Gather every line of the items below that contains the string "positive". Case counts.

[Segmentation mask data]
○ ○ ○ ○ ○
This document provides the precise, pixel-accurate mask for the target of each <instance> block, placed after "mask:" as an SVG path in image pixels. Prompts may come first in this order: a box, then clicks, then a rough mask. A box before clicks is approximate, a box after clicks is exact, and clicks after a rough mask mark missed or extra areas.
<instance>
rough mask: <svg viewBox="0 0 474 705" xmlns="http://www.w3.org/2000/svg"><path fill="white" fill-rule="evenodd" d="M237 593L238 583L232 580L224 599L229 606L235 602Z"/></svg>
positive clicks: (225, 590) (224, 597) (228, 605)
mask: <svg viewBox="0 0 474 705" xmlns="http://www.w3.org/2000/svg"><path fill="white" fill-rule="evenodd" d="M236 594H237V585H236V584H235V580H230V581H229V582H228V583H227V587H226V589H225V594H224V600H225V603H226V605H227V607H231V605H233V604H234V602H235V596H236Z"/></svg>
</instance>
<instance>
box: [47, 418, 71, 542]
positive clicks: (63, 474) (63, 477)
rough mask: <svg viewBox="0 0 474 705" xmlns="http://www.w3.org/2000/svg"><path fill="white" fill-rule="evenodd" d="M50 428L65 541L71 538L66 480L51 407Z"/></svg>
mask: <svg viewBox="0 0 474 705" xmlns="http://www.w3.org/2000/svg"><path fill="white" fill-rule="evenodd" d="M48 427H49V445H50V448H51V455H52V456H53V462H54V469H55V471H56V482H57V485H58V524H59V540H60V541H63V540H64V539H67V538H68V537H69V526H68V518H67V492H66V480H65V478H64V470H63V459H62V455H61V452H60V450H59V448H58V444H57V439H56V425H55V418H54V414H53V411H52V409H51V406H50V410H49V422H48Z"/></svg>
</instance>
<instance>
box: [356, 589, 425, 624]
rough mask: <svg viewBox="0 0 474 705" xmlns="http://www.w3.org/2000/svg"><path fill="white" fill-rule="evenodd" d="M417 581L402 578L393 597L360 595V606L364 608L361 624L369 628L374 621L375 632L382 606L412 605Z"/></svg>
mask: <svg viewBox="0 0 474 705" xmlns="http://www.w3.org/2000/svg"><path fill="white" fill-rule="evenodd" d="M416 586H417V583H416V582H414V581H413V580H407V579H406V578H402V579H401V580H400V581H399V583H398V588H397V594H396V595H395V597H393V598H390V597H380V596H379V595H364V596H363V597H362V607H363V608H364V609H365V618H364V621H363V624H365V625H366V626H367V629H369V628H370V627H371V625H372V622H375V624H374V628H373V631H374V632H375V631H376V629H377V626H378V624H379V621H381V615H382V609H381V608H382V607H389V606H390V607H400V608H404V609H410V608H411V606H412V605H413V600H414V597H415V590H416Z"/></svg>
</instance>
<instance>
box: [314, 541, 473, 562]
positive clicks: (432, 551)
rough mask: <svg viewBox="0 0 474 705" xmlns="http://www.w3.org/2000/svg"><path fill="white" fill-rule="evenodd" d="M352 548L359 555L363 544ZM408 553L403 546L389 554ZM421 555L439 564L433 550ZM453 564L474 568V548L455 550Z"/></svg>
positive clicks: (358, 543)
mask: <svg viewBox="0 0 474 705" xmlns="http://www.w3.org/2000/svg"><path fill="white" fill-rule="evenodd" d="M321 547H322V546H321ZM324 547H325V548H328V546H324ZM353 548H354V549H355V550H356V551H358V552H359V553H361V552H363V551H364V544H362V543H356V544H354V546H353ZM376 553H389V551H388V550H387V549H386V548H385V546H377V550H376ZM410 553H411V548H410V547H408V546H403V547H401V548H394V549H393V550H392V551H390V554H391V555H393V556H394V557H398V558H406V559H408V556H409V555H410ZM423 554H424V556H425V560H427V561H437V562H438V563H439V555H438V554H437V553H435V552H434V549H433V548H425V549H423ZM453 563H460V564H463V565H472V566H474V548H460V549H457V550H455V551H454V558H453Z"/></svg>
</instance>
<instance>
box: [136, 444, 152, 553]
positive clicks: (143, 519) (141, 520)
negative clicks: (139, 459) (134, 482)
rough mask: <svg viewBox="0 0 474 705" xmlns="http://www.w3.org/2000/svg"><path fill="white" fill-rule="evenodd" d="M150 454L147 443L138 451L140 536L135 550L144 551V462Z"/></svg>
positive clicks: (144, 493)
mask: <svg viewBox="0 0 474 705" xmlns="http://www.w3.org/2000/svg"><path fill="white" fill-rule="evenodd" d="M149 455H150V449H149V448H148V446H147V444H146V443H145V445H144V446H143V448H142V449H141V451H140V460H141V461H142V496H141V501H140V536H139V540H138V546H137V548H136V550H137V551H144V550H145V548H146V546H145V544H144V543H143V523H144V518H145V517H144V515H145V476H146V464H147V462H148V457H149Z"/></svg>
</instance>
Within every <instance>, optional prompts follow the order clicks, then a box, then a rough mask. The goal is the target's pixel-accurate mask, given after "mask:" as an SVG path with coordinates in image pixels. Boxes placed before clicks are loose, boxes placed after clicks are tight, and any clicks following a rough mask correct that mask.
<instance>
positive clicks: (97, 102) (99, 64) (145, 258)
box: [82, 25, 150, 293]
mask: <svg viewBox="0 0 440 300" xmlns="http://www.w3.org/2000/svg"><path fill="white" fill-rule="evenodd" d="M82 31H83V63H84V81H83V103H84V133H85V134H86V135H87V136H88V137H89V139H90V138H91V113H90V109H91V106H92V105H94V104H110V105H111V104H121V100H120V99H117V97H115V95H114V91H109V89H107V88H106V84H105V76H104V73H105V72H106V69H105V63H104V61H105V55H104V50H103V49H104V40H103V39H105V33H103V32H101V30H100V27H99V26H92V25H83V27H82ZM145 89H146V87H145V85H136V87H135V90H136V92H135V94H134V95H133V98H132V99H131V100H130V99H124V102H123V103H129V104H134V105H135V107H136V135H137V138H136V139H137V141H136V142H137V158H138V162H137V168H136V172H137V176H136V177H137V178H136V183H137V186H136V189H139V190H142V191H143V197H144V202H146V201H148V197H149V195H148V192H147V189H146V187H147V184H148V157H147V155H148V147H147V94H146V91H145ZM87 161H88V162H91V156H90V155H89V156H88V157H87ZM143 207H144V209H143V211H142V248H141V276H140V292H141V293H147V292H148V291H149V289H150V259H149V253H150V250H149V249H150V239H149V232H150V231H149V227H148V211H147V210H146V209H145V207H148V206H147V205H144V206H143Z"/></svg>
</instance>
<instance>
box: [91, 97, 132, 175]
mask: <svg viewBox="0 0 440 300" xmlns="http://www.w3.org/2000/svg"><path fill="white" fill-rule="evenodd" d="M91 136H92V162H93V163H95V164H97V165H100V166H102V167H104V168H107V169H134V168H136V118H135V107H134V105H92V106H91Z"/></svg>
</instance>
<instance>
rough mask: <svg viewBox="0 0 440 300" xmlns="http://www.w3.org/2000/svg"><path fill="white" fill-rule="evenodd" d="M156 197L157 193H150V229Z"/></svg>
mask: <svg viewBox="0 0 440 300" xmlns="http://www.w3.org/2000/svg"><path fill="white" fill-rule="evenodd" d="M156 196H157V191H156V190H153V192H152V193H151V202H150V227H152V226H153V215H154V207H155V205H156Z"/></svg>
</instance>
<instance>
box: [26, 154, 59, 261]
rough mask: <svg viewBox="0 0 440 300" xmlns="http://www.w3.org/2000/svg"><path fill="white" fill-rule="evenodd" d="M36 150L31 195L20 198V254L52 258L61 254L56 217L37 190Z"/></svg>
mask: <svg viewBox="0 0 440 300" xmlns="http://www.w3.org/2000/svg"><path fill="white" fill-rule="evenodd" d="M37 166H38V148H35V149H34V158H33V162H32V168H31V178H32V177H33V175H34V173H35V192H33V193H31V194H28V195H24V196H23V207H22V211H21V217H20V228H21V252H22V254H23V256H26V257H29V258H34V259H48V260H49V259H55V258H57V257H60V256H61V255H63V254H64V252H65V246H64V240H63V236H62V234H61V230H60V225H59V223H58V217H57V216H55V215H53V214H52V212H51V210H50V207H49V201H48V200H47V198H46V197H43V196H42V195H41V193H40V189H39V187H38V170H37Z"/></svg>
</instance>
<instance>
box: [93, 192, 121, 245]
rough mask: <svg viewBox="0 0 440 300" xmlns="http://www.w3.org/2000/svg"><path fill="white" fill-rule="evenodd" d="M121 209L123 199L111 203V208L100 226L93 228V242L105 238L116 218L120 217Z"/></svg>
○ ○ ○ ○ ○
## Task result
positive clicks: (225, 590) (224, 597) (228, 605)
positive clicks: (63, 474) (63, 477)
positive clicks: (432, 551)
positive clicks: (358, 543)
positive clicks: (143, 519) (141, 520)
positive clicks: (144, 493)
positive clicks: (97, 102) (99, 64) (145, 258)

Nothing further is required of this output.